Document section:
□ □ □ □ □ □ □

# SV Crystal Rock or Z Vintage or Z Royale?



## vrecaro (May 10, 2010)

:newbie:
PRICE aside, EASE-OF-USE aside, and DURABILITY aside, which ONE wax would you buy to be used exclusively on two non-metalic BLACK cars and one non-metallic RED car to gain the edge in LOOKS? 
All three cars are garage queens and have been optimally paint-corrected. Feedback and opinions, as well as RANKING, from those who have actually used at least TWO of these products, on any colored cars for that matter, are requested.


----------



## amiller (Jan 1, 2009)

with the greatest respect, you may struggle to find people that have used all three waxes on a solid black car. :thumb:


----------



## stangalang (Nov 27, 2009)

□ □ □ □ □ □ □

Recorded data:
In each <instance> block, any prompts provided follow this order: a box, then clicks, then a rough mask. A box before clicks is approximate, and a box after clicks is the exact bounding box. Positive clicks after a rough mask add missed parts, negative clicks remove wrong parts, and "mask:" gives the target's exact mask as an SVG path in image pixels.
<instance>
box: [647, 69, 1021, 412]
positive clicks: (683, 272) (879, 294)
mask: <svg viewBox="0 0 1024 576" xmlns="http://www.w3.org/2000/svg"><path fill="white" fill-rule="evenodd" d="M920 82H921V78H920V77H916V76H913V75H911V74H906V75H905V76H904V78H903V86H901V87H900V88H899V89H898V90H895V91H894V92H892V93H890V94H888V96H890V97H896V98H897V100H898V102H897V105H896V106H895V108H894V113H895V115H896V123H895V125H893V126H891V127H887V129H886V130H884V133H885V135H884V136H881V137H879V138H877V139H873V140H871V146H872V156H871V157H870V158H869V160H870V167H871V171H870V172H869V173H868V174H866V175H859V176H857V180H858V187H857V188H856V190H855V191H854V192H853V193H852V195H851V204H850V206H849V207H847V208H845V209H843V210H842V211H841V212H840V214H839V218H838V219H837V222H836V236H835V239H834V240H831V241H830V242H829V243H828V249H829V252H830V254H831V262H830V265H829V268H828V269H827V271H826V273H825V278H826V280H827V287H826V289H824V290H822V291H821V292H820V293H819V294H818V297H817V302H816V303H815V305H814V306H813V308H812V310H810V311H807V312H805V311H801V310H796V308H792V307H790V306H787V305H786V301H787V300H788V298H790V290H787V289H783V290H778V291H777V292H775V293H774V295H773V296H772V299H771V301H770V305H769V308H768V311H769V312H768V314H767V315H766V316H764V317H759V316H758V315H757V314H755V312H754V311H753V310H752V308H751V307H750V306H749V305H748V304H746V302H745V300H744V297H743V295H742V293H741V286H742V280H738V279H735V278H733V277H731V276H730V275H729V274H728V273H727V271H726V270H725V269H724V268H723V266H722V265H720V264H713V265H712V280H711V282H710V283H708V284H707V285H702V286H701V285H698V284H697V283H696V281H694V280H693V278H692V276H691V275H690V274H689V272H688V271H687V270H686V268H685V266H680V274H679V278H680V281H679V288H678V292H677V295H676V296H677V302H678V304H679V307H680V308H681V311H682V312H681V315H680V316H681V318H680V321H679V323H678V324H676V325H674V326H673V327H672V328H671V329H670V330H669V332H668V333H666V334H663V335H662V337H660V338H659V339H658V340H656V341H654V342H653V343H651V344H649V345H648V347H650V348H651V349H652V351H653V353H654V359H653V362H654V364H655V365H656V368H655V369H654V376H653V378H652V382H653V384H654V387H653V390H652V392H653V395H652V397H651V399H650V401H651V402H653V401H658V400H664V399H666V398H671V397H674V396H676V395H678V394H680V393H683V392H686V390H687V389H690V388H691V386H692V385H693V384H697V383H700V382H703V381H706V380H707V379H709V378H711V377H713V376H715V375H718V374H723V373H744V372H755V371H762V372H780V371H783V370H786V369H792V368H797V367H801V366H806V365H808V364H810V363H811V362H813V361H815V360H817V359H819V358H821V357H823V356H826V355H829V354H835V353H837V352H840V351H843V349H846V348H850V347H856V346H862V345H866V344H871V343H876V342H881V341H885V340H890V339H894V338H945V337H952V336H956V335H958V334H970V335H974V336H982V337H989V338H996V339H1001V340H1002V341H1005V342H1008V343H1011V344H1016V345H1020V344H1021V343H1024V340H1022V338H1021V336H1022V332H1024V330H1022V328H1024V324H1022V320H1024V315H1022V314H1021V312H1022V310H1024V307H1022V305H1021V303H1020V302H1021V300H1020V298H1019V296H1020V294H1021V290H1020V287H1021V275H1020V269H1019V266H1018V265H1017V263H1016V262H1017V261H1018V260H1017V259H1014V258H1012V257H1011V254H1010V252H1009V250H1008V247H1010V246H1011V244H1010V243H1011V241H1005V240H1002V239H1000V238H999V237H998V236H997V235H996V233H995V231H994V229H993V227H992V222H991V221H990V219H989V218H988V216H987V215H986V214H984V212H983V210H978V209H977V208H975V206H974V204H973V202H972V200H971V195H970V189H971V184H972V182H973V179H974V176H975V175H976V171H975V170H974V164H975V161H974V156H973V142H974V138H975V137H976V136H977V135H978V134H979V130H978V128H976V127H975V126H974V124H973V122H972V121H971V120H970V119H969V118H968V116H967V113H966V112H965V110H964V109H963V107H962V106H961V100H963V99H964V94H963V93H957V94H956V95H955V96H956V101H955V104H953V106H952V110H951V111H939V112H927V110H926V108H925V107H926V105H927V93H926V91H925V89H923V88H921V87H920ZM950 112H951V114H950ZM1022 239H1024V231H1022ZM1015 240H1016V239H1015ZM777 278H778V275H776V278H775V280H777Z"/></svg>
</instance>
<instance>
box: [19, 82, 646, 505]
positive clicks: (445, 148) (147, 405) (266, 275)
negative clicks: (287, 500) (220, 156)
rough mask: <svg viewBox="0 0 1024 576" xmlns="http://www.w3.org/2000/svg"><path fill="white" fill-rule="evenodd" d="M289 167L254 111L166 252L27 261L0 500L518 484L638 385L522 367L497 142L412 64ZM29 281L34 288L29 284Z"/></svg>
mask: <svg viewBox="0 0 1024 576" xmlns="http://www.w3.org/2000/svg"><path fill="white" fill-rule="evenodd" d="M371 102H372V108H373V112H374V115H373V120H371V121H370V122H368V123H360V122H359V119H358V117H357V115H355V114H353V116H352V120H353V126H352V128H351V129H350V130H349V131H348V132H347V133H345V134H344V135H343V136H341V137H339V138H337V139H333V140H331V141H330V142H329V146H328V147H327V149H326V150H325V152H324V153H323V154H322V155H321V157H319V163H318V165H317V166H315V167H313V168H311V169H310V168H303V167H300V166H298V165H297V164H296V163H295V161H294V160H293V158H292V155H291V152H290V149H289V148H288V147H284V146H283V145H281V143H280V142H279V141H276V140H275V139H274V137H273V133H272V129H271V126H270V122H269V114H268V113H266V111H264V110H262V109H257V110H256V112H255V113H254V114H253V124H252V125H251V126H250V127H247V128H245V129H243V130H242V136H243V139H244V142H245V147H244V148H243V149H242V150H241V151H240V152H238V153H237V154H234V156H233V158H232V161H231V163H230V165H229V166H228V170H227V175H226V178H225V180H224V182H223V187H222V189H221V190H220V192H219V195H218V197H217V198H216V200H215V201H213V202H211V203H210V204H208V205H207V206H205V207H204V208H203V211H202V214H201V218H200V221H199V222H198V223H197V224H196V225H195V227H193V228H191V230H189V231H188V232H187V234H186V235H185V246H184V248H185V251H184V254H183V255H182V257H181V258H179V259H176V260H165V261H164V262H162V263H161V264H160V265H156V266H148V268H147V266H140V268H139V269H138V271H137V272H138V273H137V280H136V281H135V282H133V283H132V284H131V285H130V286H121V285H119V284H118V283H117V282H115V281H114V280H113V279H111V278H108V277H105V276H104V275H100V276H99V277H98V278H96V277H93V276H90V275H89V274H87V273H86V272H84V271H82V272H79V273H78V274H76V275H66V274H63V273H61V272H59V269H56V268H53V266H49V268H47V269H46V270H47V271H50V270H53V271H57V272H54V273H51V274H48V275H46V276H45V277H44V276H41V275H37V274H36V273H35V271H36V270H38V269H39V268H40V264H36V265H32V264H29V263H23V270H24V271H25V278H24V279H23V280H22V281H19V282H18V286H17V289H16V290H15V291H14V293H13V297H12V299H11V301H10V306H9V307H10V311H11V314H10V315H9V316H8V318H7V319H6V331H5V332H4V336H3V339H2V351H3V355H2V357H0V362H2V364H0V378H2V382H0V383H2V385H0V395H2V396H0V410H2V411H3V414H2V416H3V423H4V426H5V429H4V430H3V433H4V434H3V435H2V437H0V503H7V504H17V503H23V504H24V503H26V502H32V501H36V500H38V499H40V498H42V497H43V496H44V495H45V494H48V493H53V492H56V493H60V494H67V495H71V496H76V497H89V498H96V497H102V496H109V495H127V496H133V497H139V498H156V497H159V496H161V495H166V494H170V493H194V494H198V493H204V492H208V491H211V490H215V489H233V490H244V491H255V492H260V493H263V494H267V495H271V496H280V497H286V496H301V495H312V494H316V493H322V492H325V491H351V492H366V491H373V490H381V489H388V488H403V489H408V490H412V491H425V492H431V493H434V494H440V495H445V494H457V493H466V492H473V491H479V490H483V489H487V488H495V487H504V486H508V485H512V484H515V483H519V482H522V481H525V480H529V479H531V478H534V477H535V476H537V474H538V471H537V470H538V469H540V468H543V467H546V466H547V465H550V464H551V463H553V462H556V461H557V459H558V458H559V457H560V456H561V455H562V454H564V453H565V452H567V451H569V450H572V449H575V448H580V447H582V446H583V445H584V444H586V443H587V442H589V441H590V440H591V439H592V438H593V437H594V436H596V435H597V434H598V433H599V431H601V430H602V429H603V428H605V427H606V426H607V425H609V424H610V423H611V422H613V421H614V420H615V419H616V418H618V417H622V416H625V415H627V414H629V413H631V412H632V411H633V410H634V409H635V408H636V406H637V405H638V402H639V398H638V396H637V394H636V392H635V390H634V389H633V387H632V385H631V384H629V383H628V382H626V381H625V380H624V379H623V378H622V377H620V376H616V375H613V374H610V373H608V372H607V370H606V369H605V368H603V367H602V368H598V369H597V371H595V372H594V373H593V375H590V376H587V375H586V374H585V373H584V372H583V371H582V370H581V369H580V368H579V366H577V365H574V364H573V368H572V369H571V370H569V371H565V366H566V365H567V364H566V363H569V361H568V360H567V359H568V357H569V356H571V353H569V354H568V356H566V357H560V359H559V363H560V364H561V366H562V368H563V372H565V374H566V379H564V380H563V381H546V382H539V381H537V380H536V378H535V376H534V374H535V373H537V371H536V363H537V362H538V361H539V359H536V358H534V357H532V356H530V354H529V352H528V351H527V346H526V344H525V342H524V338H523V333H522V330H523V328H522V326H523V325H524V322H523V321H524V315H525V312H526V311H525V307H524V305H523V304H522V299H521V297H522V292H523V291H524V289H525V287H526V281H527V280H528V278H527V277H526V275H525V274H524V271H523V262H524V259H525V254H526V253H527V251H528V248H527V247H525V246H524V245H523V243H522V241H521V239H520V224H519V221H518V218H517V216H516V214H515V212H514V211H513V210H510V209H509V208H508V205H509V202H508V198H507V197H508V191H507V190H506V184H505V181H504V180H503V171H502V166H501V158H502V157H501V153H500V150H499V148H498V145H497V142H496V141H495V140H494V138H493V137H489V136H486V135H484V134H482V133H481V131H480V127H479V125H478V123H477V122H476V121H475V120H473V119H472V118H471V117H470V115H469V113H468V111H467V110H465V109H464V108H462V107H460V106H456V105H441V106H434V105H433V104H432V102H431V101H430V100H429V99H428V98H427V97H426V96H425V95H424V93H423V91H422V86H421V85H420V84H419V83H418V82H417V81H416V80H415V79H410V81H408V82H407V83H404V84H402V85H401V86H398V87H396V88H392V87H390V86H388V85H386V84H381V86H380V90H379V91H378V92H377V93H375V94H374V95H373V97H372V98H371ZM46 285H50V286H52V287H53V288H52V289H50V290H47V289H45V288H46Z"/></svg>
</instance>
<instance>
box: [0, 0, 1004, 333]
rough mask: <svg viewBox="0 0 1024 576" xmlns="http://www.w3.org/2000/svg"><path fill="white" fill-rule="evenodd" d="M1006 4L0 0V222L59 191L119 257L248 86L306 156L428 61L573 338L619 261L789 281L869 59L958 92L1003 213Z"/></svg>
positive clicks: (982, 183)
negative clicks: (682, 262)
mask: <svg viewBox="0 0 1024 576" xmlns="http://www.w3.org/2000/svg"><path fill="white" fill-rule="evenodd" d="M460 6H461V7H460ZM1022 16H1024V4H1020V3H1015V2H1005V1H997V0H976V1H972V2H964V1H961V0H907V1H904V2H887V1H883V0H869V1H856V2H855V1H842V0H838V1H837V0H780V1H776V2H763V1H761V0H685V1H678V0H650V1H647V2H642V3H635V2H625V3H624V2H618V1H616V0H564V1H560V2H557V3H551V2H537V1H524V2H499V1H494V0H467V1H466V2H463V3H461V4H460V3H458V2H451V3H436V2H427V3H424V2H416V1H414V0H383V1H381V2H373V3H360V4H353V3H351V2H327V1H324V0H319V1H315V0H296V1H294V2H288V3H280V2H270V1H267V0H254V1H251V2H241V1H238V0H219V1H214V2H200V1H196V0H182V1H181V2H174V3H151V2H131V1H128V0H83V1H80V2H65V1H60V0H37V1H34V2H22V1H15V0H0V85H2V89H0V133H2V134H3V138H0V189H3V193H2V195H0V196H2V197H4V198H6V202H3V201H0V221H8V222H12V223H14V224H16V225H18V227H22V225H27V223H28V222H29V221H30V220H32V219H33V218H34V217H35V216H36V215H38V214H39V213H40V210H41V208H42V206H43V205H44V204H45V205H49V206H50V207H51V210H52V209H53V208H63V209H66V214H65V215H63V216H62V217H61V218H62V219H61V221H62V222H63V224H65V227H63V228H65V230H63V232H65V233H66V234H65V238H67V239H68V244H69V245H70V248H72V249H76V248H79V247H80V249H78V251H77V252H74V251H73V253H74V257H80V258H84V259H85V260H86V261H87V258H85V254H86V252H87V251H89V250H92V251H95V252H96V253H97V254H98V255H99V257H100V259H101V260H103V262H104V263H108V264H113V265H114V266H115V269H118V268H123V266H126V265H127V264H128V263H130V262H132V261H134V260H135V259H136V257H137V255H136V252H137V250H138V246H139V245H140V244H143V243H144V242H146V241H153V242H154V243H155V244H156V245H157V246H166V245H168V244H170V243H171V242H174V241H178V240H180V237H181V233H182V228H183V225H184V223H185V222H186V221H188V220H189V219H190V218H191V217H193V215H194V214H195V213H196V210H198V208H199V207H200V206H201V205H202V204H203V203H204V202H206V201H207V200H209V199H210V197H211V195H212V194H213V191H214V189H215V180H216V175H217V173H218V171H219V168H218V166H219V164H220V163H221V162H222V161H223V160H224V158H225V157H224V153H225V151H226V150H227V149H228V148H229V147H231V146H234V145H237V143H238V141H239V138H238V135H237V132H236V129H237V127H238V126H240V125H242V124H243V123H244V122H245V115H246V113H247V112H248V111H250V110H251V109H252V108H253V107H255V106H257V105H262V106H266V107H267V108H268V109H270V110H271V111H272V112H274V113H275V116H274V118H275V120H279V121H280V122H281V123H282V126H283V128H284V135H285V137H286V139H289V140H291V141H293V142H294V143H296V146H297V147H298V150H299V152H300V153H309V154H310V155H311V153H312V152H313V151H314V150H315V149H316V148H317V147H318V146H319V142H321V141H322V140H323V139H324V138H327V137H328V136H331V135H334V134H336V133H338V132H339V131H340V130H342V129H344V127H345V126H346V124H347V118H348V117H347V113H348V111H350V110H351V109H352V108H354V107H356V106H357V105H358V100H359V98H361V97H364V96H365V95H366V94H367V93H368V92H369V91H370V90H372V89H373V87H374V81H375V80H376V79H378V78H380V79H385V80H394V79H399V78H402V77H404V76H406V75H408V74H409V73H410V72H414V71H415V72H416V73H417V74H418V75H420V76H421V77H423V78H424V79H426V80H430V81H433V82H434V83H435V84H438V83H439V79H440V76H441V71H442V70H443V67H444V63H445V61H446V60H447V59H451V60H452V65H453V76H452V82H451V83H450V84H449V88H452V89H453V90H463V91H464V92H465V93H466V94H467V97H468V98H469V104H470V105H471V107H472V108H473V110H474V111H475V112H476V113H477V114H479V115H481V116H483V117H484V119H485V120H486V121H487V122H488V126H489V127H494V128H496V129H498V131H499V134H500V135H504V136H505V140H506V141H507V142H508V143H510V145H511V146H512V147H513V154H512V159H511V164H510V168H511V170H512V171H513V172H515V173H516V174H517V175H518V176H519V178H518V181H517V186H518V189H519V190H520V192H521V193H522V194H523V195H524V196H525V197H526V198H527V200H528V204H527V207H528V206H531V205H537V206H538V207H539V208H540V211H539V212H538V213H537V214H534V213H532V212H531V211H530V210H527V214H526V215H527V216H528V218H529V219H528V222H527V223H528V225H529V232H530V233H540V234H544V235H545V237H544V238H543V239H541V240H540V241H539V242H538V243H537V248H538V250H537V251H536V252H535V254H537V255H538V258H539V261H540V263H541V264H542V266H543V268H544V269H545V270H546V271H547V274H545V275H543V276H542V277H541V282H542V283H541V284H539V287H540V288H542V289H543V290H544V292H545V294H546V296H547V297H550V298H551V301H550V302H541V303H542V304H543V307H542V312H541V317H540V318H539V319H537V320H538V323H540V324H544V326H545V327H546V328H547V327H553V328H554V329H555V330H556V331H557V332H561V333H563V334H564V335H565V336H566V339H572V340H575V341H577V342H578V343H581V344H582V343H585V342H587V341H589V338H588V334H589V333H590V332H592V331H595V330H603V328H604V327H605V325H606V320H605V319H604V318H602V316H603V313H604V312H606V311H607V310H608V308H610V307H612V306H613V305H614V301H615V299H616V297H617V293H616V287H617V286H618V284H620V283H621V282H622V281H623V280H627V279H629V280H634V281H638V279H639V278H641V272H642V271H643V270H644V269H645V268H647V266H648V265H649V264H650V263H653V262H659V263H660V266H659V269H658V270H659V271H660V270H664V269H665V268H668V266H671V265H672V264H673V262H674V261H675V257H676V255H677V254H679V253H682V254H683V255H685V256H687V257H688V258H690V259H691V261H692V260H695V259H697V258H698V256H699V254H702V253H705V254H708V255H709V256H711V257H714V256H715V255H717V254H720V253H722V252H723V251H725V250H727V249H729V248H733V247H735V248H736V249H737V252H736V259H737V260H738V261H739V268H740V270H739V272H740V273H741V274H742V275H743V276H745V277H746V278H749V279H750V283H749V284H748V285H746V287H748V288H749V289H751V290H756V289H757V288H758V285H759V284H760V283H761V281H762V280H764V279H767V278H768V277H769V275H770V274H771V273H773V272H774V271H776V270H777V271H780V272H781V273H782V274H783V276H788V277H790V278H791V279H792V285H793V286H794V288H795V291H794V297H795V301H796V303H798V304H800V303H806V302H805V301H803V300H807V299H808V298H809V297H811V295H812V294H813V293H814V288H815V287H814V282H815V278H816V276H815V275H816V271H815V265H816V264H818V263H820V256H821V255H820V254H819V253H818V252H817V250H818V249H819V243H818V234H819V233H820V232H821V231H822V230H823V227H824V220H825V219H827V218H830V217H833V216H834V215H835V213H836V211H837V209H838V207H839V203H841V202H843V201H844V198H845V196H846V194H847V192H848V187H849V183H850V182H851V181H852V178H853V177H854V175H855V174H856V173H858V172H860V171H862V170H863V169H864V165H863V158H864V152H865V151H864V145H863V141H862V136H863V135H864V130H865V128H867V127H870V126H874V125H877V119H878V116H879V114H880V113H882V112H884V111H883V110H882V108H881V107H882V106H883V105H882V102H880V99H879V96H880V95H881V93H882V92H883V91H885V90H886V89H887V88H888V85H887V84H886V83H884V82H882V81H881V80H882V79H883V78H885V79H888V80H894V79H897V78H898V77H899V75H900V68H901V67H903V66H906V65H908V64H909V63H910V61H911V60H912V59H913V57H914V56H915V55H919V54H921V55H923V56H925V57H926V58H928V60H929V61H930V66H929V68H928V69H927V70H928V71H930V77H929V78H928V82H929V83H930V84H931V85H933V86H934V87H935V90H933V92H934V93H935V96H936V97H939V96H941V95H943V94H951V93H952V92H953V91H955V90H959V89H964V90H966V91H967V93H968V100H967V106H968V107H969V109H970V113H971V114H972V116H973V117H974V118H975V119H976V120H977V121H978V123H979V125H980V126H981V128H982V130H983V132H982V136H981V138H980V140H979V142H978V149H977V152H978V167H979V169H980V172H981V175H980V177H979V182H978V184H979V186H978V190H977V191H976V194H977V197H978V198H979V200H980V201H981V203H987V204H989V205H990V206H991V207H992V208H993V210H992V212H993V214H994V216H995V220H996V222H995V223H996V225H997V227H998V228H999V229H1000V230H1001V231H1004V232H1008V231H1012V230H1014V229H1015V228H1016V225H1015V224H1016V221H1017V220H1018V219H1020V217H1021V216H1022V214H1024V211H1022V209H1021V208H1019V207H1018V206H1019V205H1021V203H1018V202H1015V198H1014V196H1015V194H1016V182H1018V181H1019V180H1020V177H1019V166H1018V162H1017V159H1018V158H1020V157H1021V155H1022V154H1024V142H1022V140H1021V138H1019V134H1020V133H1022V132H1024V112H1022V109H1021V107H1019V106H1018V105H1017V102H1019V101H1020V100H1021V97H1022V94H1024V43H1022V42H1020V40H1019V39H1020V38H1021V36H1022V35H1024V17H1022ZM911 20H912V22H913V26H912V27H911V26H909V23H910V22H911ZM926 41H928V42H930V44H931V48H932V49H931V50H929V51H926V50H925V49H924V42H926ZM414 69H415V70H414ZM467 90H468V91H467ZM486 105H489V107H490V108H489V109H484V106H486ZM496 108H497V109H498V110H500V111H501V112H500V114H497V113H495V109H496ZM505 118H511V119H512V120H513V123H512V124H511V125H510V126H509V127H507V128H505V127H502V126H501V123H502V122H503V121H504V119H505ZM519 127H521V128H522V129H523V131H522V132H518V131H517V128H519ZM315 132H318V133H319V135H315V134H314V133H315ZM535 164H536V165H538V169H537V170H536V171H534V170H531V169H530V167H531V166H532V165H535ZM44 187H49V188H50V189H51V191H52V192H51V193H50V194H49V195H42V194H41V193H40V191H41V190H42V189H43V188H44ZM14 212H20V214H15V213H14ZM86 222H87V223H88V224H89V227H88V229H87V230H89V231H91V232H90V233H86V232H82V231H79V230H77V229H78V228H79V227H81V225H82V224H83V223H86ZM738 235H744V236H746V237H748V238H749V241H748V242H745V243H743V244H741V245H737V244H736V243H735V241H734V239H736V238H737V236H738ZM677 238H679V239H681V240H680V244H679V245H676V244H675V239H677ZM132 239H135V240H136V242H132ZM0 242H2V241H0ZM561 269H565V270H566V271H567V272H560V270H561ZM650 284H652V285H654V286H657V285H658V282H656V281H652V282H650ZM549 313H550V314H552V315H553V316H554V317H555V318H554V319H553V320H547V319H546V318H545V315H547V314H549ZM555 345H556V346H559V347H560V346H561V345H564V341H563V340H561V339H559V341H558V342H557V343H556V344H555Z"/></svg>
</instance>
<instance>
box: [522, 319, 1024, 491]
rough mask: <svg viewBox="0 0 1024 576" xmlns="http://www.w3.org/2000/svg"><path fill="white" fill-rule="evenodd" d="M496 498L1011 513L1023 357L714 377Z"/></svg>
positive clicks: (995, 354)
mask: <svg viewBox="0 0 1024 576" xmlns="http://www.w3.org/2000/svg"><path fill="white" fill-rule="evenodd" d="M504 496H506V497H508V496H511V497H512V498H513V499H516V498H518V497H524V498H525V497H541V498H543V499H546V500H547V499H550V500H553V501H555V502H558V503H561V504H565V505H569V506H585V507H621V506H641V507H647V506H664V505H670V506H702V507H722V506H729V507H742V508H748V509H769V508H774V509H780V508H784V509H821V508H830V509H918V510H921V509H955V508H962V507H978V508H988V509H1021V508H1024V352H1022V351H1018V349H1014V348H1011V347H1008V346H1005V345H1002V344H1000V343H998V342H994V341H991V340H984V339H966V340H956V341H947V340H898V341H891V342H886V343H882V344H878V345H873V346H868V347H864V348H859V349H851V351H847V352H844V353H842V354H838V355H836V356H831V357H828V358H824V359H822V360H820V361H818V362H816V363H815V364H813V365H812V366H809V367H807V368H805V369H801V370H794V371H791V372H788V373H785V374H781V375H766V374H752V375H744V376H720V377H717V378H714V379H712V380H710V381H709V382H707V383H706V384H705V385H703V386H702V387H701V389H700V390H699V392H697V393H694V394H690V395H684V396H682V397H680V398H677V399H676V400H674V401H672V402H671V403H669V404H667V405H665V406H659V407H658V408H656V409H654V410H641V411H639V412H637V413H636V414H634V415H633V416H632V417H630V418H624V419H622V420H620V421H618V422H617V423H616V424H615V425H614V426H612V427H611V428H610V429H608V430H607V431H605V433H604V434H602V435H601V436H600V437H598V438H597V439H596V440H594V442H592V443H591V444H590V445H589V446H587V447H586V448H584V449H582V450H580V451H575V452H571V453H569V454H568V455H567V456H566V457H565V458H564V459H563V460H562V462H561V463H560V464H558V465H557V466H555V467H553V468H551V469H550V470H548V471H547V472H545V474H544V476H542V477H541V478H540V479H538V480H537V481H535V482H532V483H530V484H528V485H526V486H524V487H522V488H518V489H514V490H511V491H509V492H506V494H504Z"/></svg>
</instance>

□ □ □ □ □ □ □

Tasks to carry out:
1. In the wax forum thread, what does amiller say the poster may struggle to find?
2. Decide whether each statement agrees with the wax forum thread, and quote the words that decide it.
(a) The cars to be waxed are two non-metallic black cars and one non-metallic red car.
(b) The poster wants feedback only from people who have used all three products.
(c) The poster is choosing the wax mainly for its durability.
You will not need the lines for this work.

Activity answers:
1. People who have used all three waxes on a solid black car.

2.
(a) Yes: "two non-metalic BLACK cars and one non-metallic RED car"
(b) No: "from those who have actually used at least TWO of these products"
(c) No: "PRICE aside, EASE-OF-USE aside, and DURABILITY aside"